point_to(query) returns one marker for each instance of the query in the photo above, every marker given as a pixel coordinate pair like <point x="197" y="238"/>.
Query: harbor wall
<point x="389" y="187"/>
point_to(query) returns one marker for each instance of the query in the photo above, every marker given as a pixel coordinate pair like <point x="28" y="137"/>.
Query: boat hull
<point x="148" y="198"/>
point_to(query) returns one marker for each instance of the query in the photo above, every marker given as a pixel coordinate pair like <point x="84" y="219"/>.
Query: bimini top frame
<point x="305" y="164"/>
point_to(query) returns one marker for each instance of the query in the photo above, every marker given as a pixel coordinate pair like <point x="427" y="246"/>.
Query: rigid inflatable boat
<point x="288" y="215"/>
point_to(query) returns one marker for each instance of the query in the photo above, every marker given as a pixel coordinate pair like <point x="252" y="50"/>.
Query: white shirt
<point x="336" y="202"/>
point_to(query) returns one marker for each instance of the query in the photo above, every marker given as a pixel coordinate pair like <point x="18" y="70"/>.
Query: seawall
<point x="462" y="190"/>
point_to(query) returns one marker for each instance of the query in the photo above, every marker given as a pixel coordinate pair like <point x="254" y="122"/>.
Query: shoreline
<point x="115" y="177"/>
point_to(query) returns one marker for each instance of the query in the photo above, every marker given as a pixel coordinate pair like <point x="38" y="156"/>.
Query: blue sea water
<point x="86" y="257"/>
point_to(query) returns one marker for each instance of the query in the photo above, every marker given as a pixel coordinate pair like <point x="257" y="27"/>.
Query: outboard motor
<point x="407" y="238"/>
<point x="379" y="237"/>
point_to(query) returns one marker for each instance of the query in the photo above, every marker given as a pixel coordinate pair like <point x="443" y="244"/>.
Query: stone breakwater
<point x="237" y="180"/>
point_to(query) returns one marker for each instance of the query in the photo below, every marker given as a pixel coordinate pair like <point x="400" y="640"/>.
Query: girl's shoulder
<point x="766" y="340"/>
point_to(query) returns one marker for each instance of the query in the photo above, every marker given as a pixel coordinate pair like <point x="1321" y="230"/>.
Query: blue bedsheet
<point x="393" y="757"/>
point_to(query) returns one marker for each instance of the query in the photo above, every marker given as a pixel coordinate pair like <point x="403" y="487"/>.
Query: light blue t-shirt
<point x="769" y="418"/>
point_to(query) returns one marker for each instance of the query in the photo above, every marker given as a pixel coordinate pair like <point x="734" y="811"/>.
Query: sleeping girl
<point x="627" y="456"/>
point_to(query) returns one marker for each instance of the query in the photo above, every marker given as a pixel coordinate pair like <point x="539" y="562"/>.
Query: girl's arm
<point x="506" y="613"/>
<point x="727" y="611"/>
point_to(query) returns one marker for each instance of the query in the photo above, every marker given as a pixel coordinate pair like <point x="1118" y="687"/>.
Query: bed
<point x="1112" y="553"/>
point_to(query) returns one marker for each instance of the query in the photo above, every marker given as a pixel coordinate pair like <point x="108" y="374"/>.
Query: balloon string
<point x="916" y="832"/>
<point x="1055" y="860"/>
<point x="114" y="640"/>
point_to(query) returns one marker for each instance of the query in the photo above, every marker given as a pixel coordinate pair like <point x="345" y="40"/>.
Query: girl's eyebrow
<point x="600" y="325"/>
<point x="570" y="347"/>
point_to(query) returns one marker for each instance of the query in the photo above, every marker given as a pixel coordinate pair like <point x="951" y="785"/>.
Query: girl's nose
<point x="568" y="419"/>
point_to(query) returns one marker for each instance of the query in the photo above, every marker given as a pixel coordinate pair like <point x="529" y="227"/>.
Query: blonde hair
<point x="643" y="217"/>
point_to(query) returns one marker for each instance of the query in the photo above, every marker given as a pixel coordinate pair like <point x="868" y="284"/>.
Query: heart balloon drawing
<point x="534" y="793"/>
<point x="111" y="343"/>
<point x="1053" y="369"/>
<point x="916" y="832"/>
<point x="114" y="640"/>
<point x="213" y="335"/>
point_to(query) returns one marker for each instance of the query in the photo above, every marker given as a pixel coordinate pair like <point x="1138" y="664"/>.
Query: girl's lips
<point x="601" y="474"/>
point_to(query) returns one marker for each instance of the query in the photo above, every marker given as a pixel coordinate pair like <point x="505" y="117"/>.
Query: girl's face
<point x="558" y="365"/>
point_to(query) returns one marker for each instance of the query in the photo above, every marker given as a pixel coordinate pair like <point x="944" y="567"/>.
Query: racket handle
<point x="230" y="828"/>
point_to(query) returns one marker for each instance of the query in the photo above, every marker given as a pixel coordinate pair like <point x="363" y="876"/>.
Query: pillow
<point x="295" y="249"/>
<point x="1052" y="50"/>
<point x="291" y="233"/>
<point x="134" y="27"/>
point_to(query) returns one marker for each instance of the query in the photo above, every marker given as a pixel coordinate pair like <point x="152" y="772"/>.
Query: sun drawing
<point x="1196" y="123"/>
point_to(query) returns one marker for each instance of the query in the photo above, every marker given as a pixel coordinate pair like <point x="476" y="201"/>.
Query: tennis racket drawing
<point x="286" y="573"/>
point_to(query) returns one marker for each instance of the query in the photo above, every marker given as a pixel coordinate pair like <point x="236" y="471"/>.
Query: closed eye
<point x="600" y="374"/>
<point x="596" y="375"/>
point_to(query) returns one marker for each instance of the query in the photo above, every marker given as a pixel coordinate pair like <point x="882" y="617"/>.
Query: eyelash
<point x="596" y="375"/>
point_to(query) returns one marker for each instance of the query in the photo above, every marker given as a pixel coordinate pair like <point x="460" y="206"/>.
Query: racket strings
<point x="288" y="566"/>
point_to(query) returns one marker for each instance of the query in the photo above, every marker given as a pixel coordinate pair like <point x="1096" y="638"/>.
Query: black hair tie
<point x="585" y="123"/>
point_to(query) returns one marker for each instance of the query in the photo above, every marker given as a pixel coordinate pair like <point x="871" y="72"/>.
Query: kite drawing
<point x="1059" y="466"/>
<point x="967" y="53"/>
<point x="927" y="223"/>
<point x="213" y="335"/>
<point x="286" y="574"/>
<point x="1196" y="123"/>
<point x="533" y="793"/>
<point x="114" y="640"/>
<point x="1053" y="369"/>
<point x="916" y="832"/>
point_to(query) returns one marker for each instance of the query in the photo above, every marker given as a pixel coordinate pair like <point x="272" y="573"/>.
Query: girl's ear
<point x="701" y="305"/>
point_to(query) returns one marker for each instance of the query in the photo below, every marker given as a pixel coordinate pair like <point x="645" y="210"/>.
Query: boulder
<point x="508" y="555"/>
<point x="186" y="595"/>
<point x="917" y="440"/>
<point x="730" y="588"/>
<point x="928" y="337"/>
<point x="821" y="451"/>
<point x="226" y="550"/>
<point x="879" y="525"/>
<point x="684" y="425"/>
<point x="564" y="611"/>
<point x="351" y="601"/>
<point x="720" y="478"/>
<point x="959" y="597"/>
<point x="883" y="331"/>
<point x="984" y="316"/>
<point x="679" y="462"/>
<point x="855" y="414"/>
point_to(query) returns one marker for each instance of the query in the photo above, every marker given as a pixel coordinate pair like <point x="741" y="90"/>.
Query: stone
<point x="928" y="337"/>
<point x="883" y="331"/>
______
SHORT EXERCISE
Return, unchanged, each line of the material above that contains the string "blue".

EXERCISE SOLUTION
Query: blue sea water
Query: blue bedsheet
Query: light blue t-shirt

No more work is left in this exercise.